## Task goal
Provide the records once more, identical to the original.

## Point-based annotation data

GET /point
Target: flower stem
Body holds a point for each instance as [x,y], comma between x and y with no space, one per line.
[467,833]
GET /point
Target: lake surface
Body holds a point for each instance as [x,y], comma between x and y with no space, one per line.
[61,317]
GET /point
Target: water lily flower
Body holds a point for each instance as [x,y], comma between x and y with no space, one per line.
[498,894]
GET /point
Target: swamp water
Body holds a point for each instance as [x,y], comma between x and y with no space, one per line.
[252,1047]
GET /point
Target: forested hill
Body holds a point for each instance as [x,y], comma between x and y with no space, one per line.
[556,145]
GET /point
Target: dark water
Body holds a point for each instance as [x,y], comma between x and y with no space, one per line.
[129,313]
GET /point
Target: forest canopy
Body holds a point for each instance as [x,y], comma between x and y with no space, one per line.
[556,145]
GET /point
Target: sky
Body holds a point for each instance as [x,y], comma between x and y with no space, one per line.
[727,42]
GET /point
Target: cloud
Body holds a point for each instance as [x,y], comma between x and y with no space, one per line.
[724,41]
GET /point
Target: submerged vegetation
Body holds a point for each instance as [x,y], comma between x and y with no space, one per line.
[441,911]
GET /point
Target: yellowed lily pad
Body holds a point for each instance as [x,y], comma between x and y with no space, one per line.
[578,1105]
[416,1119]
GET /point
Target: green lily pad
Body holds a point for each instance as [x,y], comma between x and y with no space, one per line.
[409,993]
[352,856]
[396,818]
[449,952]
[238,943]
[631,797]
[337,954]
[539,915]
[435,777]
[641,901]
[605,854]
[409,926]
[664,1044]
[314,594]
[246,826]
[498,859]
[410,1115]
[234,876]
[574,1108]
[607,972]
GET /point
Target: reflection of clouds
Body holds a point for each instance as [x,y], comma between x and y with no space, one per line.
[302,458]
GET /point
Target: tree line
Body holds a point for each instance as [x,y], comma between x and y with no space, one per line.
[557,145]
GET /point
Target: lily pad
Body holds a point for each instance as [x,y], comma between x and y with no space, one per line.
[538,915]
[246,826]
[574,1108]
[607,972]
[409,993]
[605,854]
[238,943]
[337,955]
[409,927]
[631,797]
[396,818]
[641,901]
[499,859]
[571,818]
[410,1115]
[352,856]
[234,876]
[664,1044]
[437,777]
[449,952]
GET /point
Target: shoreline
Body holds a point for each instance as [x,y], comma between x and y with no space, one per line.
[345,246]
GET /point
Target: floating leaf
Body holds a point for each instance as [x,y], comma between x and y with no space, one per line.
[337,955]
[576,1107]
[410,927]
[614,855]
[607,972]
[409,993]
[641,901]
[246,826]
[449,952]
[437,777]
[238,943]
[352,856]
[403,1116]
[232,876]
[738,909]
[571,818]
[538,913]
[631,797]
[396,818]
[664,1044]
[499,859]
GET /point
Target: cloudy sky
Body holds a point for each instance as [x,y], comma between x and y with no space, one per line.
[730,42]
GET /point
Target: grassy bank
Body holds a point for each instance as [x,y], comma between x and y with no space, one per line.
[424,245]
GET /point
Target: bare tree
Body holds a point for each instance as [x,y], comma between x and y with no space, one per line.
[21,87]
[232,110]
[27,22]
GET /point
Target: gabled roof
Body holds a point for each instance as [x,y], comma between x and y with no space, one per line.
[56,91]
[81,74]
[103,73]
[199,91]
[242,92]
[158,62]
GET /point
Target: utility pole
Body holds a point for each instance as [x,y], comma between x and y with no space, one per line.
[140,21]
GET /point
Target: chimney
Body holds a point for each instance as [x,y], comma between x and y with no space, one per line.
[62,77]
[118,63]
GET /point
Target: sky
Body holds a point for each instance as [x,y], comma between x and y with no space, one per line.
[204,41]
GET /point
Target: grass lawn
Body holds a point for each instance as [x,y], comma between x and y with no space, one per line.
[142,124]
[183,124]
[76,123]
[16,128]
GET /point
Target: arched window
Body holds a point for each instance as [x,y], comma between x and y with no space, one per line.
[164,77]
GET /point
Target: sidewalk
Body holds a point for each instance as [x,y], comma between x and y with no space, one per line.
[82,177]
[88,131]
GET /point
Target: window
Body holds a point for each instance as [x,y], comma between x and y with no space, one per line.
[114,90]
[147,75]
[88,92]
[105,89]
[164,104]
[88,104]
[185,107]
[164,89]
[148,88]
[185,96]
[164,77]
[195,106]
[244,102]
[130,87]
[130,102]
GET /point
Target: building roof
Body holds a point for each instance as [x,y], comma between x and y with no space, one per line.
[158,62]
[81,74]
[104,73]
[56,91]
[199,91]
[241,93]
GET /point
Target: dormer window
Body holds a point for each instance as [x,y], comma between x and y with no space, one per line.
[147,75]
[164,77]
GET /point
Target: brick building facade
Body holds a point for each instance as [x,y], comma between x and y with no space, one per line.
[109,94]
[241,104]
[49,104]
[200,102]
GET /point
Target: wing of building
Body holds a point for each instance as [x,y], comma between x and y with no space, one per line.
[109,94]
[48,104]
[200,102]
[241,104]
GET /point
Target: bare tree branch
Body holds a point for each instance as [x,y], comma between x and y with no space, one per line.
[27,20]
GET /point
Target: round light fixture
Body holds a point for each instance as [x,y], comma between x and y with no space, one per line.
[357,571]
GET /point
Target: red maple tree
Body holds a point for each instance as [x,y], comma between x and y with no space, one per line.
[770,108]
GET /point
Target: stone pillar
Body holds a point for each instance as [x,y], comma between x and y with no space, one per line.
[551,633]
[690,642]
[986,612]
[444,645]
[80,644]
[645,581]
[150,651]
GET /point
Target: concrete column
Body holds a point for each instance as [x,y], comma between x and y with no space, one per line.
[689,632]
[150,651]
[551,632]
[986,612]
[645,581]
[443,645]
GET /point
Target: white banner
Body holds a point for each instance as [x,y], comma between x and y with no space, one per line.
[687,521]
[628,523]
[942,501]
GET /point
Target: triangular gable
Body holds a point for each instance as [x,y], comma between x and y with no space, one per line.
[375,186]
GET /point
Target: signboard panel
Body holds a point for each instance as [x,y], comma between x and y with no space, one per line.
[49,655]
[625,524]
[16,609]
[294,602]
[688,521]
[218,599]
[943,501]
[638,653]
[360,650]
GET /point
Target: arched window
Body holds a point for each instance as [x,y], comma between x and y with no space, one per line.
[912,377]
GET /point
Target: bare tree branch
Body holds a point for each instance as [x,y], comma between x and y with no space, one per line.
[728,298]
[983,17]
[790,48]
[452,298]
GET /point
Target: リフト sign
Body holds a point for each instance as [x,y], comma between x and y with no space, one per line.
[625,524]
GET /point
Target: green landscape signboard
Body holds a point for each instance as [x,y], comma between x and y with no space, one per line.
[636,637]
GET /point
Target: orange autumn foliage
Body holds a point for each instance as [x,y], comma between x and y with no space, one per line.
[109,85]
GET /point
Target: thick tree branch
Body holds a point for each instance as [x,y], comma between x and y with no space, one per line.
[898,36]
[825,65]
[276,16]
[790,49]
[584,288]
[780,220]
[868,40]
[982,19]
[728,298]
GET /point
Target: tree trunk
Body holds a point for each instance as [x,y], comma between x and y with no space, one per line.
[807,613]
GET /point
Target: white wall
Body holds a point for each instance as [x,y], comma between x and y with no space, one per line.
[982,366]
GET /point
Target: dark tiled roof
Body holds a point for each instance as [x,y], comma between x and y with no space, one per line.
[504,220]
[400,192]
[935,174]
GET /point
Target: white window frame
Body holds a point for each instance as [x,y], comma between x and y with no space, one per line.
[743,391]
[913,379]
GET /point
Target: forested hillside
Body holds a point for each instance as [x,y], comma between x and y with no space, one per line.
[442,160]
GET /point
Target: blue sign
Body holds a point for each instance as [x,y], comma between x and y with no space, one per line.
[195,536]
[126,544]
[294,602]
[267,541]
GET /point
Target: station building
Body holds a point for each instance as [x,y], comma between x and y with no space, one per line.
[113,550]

## Result
GET /point
Target: flower stem
Body holds a point for each instance as [x,y], comma between x and y with no space, one per line.
[467,833]
GET /point
Target: lake surface
Body holds a point for each instance as [x,y], comma between x and y with no space, one per line.
[61,317]
GET /point
Target: water lily flower
Body holds a point for each instance as [x,y], comma between x and y with no space, one per line.
[498,894]
GET /point
Target: swamp water
Body holds a point for each instance as [x,y], comma between x and y with no space, one per line.
[252,1047]
GET /point
Target: forested hill
Body holds a point for each instance as [x,y], comma between x and y with no space, one per line.
[556,145]
GET /point
Target: dark water
Body holds a point for each instance as [x,y], comma between x and y with no space, one per line.
[129,313]
GET /point
Target: forest canopy
Body holds a point for each instance as [x,y], comma between x and y with no space, one per line.
[556,145]
GET /point
Target: sky
Body holds a point for each instance as [x,y], comma between x and y with no space, one per line.
[727,42]
GET /point
Target: cloud
Body holds a point for each instance as [x,y], comma between x and y with no space, one per line.
[724,41]
GET /point
Target: submerged vegetation
Body holds a point for each instance as [x,y], comma between x and y with no space, one per line.
[441,911]
GET /point
Target: yellowed lily pad
Body holds a point for each instance as [x,y], comma between x and y with no space, one per line.
[578,1105]
[416,1119]
GET /point
Target: green lily pad
Body holds a point for each instance as [x,y], comma between x and y with no space, one per line.
[409,993]
[352,856]
[396,818]
[449,952]
[238,943]
[631,797]
[337,954]
[539,915]
[435,777]
[641,901]
[605,854]
[409,926]
[664,1044]
[314,594]
[246,826]
[498,859]
[410,1115]
[234,876]
[574,1108]
[607,972]
GET /point
Target: reflection of clouds
Body holds a point for each instance as [x,y], comma between x and y with no space, one per line.
[302,458]
GET /point
Target: tree line
Body holds a point for each instance as [x,y], comma between x and y with no space, one per line.
[557,145]
GET /point
Target: lily pad
Body holds a point for each instance as [x,y], comma between x and y with no space, one per line.
[538,915]
[246,826]
[574,1108]
[607,972]
[409,993]
[605,854]
[238,943]
[337,955]
[409,927]
[631,797]
[396,818]
[641,901]
[499,859]
[571,818]
[410,1115]
[352,856]
[234,876]
[664,1044]
[437,777]
[449,952]
GET /point
Target: shoreline
Body holds a point for each instance as [x,y], comma between x and y with no space, one per line.
[345,246]
GET /point
Target: floating leaf
Body holds a point for each instance as [x,y], comma between x and y with no space, one per line.
[337,955]
[576,1107]
[410,927]
[614,855]
[607,972]
[409,993]
[641,901]
[246,826]
[449,952]
[437,777]
[238,943]
[352,856]
[403,1116]
[232,876]
[738,909]
[571,818]
[538,913]
[631,797]
[396,818]
[664,1044]
[499,859]
GET /point
Target: cloudy sky
Body holds a point for each instance as [x,y], comma between x and y with no space, one per line.
[730,42]
GET /point
Target: grassy bank
Body holds a point for each instance as [x,y], comma between x and y with no space, one per line.
[424,245]
GET /point
Target: bare tree
Body holds a point for each instance as [x,y], comma between x and y with no space, one per line.
[21,87]
[232,110]
[27,22]
GET /point
Target: gabled roof
Body holds a point for each instance as [x,y], comma between x and y with no space, one per line.
[56,91]
[81,74]
[103,73]
[199,91]
[242,92]
[158,62]
GET /point
Target: utility pole
Body holds a point for each instance as [x,y], comma between x and y with no space, one per line.
[140,21]
GET /point
Target: chimney
Body holds a point for each instance as [x,y], comma between x and y with no space, one per line.
[62,77]
[118,63]
GET /point
Target: sky
Body holds a point for each instance as [x,y], comma between x and y with no space, one per line.
[204,41]
GET /point
Target: grass lawn
Body holds a point for each instance as [x,y], comma between x and y with no space, one per line.
[142,124]
[183,124]
[76,123]
[16,128]
GET /point
Target: arched window
Body holds a point for each instance as [x,y], comma between x and y with no space, one per line.
[164,77]
GET /point
Target: sidewalk
Body holds a point for each instance as [x,y], comma between x and y with no space, one per line.
[82,177]
[88,131]
GET /point
Target: window
Body holds a point for each instance as [x,y], comma between x and y with no space, one per line.
[114,90]
[147,75]
[88,92]
[105,89]
[164,104]
[88,104]
[185,107]
[164,89]
[148,88]
[185,96]
[164,77]
[195,106]
[244,102]
[130,87]
[130,102]
GET /point
Target: building roof
Body holds a point for each instance as [x,y], comma between x and y with no space, one per line.
[158,62]
[81,74]
[104,73]
[56,91]
[199,91]
[241,93]
GET /point
Target: dormer window
Body holds a point for each instance as [x,y], comma between x and y with no space, one per line.
[147,75]
[164,77]
GET /point
Target: brick building facade
Body holds a point for each instance as [x,y], comma between x and y with no space, one per line.
[109,94]
[241,104]
[49,104]
[200,102]
GET /point
Target: wing of building
Body holds a point for each instance as [x,y], comma between x and y with no space, one per line.
[109,94]
[48,104]
[200,102]
[241,104]
GET /point
Target: bare tree branch
Body holds a point for each instance as [x,y], comma between x and y with no space, one per line.
[27,20]
GET /point
Target: round light fixture
Body holds a point for each instance as [x,y], comma between x and y with no space, one per line.
[357,571]
GET /point
Target: red maple tree
Body holds a point for each instance as [x,y], comma between x and y with no space, one per line.
[770,108]
GET /point
Target: stone pillar
Body holds a point for each instance as [x,y], comma between x and y with no space, one per line.
[551,633]
[690,642]
[986,612]
[444,645]
[80,644]
[645,581]
[150,651]
GET /point
Target: concrete column
Body holds a point for each instance as [x,y], comma between x and y with no space, one per line.
[689,632]
[150,651]
[551,632]
[986,612]
[645,581]
[443,645]
GET /point
Target: white banner
Body holds a point for each instance as [x,y], comma between x and y with no space, one per line.
[687,521]
[628,523]
[942,501]
GET /point
Target: triangular gable
Body holds a point for each instance as [x,y], comma between x and y with no space, one per line.
[375,186]
GET /point
Target: signboard panel
Body holds a point for each instance as [x,y], comma between x and y with no space, one per line.
[49,655]
[625,524]
[16,609]
[294,602]
[688,521]
[218,599]
[943,501]
[638,653]
[360,650]
GET /point
Target: arched window
Body holds a point for each instance as [x,y], comma between x and y with no space, one per line.
[912,377]
GET /point
Target: bare tree branch
Body holds a point for each instance as [x,y], comma between x and y with no space, one per line.
[728,298]
[983,17]
[790,48]
[452,298]
GET /point
Target: リフト sign
Body holds a point for each instance as [x,y], comma between x and y with no space, one per line.
[625,524]
GET /point
Target: green landscape signboard
Body holds a point for each instance as [x,y], comma between x and y with no space, one per line.
[636,637]
GET /point
Target: orange autumn foliage
Body holds a point for each instance as [x,y], comma between x and y with no space, one per line.
[109,85]
GET /point
Target: thick tree branch
Body holds a point for each instance as [x,y], comma between x and y with no space, one per line.
[898,36]
[825,65]
[276,16]
[790,49]
[584,288]
[780,220]
[868,40]
[982,19]
[728,298]
GET /point
Target: tree trunk
Body holds a point for each instance as [x,y], comma between x and y with no space, one per line.
[807,613]
GET /point
Target: white wall
Body holds a point for each instance as [x,y], comma between x and y with no space, one per line.
[982,366]
GET /point
Target: dark tiled roof
Body holds a point for each instance as [x,y], comma between x and y with no space, one per line.
[504,220]
[400,192]
[935,174]
GET /point
Target: white window frame
Body holds a point for each instance as [x,y], comma between x and y with no space, one per line.
[743,391]
[913,379]
GET /point
Target: forested hillside
Body holds a point for each instance as [x,y], comma between x and y with no space, one per line.
[442,160]
GET /point
Target: blue sign
Body holds a point for each instance as [x,y], comma between x and y with no space, one per line.
[195,536]
[126,544]
[294,602]
[267,541]
GET /point
Target: station building
Body holds a point for each instance as [x,y], comma between x and y with no space, one per line.
[113,550]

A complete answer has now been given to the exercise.